━━━ AVAILABLE DATA
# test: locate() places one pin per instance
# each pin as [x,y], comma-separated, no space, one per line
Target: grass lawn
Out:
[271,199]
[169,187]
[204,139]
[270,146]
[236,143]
━━━━━━
**THE PROBLEM:** Write out the listing above again, line for line, without changing anything.

**SOLUTION FOR THIS EXERCISE:**
# test: locate() places one pin per instance
# each pin as [x,y], comma-separated, no space, one per line
Target: grass lawn
Out:
[271,199]
[169,187]
[204,139]
[270,146]
[236,143]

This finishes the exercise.